Task to complete - Reproduce the material in full, exactly as written.

(Data extracted from a collection)
━━━━━━
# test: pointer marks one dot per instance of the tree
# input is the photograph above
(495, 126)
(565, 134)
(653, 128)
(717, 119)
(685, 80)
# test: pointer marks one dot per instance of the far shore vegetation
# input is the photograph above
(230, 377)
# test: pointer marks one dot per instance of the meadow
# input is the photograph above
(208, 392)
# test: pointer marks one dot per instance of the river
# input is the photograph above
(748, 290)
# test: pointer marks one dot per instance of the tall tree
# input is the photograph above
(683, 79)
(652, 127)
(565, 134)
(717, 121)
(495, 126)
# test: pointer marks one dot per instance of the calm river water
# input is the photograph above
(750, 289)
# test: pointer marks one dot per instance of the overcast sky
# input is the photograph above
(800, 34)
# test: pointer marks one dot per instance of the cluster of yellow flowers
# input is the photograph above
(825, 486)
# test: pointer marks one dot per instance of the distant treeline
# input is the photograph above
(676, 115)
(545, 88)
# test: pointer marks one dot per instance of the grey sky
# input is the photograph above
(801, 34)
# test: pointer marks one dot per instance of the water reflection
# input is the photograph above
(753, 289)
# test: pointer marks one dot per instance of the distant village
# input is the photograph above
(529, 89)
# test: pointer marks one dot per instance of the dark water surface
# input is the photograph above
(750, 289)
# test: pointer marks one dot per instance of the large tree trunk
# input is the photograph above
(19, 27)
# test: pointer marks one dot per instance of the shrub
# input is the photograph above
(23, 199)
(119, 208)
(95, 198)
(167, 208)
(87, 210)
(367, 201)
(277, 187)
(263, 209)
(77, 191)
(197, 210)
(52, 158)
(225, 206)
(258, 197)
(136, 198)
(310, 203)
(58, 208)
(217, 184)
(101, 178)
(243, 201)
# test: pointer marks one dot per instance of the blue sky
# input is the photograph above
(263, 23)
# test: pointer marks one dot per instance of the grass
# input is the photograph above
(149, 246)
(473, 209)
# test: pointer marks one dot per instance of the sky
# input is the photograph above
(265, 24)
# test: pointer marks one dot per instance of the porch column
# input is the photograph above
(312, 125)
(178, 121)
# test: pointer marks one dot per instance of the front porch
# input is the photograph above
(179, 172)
━━━━━━
Result -
# test: pointer marks one dot per instance of the tree
# input is the photograph above
(495, 126)
(565, 134)
(653, 128)
(717, 119)
(685, 80)
# test: pointer marks one dot per instance of the far shore vegetation
# input is the photograph above
(230, 377)
# test: pointer marks one dot per instance of the meadow
# input is the photograph above
(208, 392)
# test: pointer marks one dot per instance of the river
# input is the photograph above
(748, 290)
# test: pointer marks one dot per instance of the tall tree
# input is the photograph above
(683, 79)
(652, 127)
(565, 134)
(717, 121)
(495, 126)
# test: pointer marks one dot per instance of the calm river water
# input is the photograph above
(750, 289)
# test: pointer marks one dot per instance of the overcast sky
# input is the photograph above
(800, 34)
# test: pointer marks one dot per instance of the cluster of yellow flowers
# input is the photograph above
(825, 486)
# test: pointer marks one dot per instance of the distant treeline
# input is the photograph above
(676, 115)
(545, 88)
# test: pointer marks one dot per instance of the grey sky
# input is the photograph above
(801, 34)
# test: pointer marks one dot per instance of the water reflection
# input is the photograph above
(753, 289)
# test: pointer marks one dot per instance of the distant village
# input is the photograph above
(529, 89)
# test: pointer marks one dot per instance of the dark water surface
# input is the photograph above
(750, 289)
# test: pointer marks one dot per instance of the large tree trunk
# input is the photograph above
(19, 27)
# test: pointer marks one dot per instance of the shrub
# input is the photograph above
(23, 199)
(119, 208)
(95, 198)
(167, 208)
(87, 210)
(367, 201)
(277, 187)
(263, 209)
(77, 191)
(197, 210)
(52, 158)
(225, 206)
(258, 197)
(136, 198)
(310, 203)
(58, 208)
(217, 184)
(101, 178)
(243, 201)
# test: pointer marks one dot per instance of the blue sky
# input is the photograph above
(263, 23)
# test: pointer marks one dot per instance of the grass
# input is the photograph above
(149, 246)
(473, 209)
# test: pointer marks one dot per instance of the sky
# input is the photograph above
(265, 24)
# test: pointer marks one dot per instance of the porch column
# input is the photograph above
(312, 125)
(178, 121)
# test: pointer marks one dot per instance of the front porch
# input is the photograph above
(179, 172)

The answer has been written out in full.